Nous avons pu aussi recevoir, pour nous et pour notre chère famille, la
bénédiction du Saint Père, en audience publique d'abord, puis deux fois sur la
place St Pierre (la grande bénédiction urbi et orbi,
à plus de cent mille personnes assemblées.)
Enfin, lundi dernier, nous avons eu une audience particulière du vénéré Pie IX.
Il a daigné nous permettre de l'entretenir de notre petite Congrégation et de
ses œuvres. Nous avons baisé son anneau et nous avons reçu sa bénédiction toute
spéciale.
Après cela, il semble que notre mission est accomplie et que nous pourrions
chanter le Nunc dimittis servum tuum, Domine, comme le vieillard Siméon;
mais il nous reste à suivre l'affaire de nos Constitutions; elle est déjà en
bonne position; notre règle, avec les lettres des Evêques qui nous
recommandent, sont entre les mains du Cardinal Préfet de la Sacrée Congrégation;
beaucoup de personnes haut placées ici ont pris la chose à cœur et nous appuient
avec une bienveillance tout imméritée que nous devons certainement aux Sts
Sacrifices, prières et communions que toute la famille offre chaque jour pour
nous. Bénissons donc le Seigneur qui nous a visiblement protégés et ne nous
lassons pas de l'invoquer; toute notre force est là.
Malheureusement, quelques vacances que prennent à Pâques les administrations
ecclésiastiques et les apprêts de la fête de la cinquantaine sacerdotale de Pie
IX vont retarder sensiblement la marche de notre affaire qui, d'ailleurs, n'est
pas seule de son espèce à l'examen; mais nous avons l'espérance fondée que si
nous n'obtenons pas, nous présents, la conclusion, nous la laisserons néanmoins
assez avancée pour avoir bon espoir de son succès.
J'aurais bien des détails intéressants à ajouter encore ici sur les
particularités de notre séjour à Rome, mais le temps ou les forces me manquent;
depuis quelques jours, j'éprouve une fatigue assez grande pour être obligé au
repos. Je pense que ce malaise n'aura point de durée.
= = = = = = =
> TÂCHES ET EXERCICES
[A] Recopiez à l'identique le passage de l'extrait qui commence par « Malheureusement, quelques vacances » et se termine par « de son succès. ».
[B] Transcrivez telles quelles les lignes des données en commençant par celle qui contient « Mark the flowing » et en terminant par la dernière ligne des données, ces deux limites comprises.

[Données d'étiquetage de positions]
= = = = = = =
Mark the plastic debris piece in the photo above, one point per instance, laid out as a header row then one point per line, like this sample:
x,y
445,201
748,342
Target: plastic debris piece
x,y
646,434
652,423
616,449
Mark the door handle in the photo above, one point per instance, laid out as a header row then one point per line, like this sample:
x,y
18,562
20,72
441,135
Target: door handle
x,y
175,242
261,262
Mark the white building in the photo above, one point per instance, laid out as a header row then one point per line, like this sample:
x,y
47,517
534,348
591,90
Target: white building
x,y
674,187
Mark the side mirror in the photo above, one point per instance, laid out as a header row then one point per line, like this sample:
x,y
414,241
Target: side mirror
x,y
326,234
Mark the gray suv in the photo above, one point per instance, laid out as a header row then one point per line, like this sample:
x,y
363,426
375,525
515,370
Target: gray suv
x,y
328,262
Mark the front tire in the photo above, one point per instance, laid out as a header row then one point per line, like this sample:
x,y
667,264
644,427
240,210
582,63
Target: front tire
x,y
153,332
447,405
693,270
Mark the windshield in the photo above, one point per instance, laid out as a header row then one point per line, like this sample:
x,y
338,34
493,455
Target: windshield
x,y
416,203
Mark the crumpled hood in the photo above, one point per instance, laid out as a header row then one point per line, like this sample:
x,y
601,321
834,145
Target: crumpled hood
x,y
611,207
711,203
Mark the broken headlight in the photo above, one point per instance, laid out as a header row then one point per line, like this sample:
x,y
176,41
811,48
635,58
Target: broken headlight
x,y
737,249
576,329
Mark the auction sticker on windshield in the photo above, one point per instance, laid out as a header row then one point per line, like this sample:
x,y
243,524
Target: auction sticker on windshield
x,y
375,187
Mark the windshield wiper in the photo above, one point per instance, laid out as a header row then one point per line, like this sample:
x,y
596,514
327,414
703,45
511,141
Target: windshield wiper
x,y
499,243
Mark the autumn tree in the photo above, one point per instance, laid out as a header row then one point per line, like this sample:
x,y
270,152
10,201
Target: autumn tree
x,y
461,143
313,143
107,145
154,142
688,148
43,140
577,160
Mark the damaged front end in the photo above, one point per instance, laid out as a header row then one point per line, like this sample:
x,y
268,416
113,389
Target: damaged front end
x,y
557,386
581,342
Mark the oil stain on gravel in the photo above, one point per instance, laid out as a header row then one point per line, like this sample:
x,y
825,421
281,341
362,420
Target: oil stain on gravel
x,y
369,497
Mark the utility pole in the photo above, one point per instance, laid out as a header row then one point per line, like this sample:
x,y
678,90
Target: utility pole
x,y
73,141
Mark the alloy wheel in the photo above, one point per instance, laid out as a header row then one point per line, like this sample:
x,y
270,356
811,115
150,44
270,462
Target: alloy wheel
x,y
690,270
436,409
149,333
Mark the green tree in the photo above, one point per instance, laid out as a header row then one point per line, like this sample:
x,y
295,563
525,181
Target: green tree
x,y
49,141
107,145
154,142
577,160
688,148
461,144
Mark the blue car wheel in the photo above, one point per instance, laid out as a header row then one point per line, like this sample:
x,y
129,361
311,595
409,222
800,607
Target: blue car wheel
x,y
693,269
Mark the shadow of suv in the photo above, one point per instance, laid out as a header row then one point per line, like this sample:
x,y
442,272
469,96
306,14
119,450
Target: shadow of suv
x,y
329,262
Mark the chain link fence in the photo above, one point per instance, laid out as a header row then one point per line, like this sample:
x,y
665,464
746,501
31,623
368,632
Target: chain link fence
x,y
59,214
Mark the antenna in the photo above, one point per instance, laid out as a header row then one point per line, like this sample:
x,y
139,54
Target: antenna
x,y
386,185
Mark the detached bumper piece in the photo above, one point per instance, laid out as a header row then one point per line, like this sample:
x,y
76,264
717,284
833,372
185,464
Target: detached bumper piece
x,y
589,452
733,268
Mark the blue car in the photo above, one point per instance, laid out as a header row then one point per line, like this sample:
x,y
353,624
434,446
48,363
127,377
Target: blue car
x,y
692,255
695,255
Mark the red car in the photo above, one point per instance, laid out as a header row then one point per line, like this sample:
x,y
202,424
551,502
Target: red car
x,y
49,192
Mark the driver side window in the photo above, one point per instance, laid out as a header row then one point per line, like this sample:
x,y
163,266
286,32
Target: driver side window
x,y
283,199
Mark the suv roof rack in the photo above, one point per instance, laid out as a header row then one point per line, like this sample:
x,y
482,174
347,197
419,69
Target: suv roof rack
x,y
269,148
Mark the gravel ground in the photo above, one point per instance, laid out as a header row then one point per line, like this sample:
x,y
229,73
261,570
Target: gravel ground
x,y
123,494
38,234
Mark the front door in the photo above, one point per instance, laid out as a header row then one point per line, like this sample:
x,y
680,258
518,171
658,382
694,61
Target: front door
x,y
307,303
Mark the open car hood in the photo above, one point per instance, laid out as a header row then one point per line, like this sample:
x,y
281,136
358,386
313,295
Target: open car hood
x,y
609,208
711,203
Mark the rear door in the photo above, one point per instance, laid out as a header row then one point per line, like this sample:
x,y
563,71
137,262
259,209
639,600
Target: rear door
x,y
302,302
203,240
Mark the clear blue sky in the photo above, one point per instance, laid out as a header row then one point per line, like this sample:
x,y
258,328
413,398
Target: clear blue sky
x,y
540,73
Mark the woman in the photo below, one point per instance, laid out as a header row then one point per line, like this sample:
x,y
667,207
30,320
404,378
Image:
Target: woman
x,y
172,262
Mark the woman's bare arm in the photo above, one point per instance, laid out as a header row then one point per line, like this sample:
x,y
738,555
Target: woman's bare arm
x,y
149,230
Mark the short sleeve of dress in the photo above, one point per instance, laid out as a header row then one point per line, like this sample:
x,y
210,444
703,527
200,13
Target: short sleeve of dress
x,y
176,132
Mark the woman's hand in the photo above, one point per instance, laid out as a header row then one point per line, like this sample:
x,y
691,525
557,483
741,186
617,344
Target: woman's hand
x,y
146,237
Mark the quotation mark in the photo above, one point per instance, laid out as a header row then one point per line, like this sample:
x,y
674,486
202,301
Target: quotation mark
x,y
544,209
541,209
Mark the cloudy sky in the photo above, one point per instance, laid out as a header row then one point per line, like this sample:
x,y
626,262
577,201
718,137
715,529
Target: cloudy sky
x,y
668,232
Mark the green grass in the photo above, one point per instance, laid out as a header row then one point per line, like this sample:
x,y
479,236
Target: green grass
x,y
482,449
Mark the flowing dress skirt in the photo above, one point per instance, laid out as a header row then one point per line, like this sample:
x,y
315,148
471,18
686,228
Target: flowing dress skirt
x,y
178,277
= = = = = = =
> CORRIGÉ DES EXERCICES
[A]
Malheureusement, quelques vacances que prennent à Pâques les administrations
ecclésiastiques et les apprêts de la fête de la cinquantaine sacerdotale de Pie
IX vont retarder sensiblement la marche de notre affaire qui, d'ailleurs, n'est
pas seule de son espèce à l'examen; mais nous avons l'espérance fondée que si
nous n'obtenons pas, nous présents, la conclusion, nous la laisserons néanmoins
assez avancée pour avoir bon espoir de son succès.

[B]
Mark the flowing dress skirt in the photo above, one point per instance, laid out as a header row then one point per line, like this sample:
x,y
315,148
471,18
686,228
Target: flowing dress skirt
x,y
178,277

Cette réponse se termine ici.